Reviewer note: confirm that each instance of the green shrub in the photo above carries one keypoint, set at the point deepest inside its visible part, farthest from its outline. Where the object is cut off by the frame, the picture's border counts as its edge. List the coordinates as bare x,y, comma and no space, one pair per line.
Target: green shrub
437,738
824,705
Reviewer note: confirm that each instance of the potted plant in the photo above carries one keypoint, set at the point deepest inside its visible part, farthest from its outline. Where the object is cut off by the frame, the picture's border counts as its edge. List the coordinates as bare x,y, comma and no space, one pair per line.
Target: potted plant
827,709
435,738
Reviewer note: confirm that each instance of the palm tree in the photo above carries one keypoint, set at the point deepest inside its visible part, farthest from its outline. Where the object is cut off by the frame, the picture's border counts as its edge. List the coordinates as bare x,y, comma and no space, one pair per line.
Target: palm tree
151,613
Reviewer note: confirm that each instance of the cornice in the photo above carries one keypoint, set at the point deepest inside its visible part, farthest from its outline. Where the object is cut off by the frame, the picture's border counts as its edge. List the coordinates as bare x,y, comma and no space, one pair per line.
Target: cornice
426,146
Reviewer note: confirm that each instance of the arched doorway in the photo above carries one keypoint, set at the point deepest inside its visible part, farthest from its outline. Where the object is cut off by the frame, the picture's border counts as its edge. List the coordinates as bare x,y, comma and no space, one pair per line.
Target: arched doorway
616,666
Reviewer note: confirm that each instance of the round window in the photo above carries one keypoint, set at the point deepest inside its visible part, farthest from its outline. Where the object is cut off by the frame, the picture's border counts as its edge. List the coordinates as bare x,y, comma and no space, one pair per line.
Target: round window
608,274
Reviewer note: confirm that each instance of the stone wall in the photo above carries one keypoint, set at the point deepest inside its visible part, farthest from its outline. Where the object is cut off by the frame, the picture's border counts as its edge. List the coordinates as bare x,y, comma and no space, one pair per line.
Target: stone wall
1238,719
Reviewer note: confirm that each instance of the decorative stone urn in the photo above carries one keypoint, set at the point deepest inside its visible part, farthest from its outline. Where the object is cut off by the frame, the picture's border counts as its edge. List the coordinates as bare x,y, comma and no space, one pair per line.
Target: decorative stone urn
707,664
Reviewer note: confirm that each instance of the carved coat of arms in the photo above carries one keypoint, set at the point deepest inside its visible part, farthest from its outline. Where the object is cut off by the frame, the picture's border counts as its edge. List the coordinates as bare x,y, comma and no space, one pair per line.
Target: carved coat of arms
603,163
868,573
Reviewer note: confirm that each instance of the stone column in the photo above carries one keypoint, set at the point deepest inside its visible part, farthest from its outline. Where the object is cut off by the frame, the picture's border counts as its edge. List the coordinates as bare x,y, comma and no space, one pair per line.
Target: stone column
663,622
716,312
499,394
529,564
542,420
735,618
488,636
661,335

--

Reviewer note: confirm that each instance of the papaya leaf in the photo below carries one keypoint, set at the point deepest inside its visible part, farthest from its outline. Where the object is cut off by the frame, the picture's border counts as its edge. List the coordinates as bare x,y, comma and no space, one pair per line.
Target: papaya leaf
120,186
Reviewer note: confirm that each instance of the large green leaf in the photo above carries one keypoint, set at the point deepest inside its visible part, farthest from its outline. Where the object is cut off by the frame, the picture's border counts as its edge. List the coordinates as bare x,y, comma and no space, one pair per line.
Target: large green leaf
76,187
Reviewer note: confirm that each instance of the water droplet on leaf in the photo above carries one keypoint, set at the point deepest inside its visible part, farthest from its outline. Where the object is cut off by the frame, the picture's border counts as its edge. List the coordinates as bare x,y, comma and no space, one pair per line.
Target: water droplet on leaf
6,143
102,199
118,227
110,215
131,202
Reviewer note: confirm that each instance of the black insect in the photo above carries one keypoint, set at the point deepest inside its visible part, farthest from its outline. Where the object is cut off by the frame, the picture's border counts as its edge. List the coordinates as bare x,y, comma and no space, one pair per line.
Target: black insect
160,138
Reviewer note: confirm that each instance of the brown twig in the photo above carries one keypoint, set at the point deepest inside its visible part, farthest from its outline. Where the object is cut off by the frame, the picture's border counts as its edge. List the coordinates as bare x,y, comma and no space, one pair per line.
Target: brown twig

--

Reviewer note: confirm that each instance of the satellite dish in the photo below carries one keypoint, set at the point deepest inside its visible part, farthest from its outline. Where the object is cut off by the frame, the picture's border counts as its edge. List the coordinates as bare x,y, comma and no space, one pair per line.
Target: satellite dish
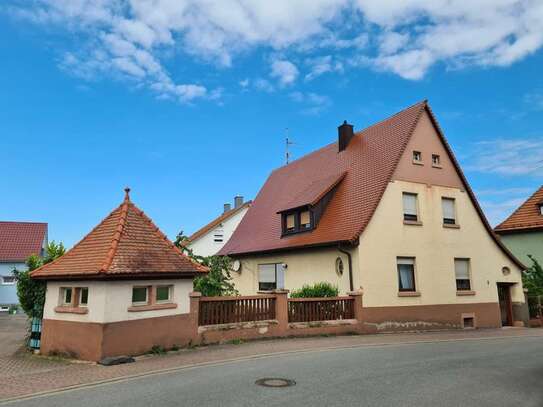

◆ **ASSIGNED TASK**
Please return a copy of each line in the entries that has the string "below".

◆ **EXERCISE OUTPUT**
Reviewer note: confirm that each instance of the papaya leaf in the photo below carries one keypoint, set at the point deepest inside its visible part, farthest from its outline. Where the object is cut off by the frame, the picture's border counts as its edge. List the coordinates as bare x,y, comma and no space, one pair per line.
Reviewer note: confirm that each instance of the satellite dish in the photo below carries one keypoint, set at the point deepest inside its visible part, farthest from its outline. Where the object is cut off by the frame, the picture's border counts as its edge. List the coordinates as bare x,y, comma and no space, one pair per line.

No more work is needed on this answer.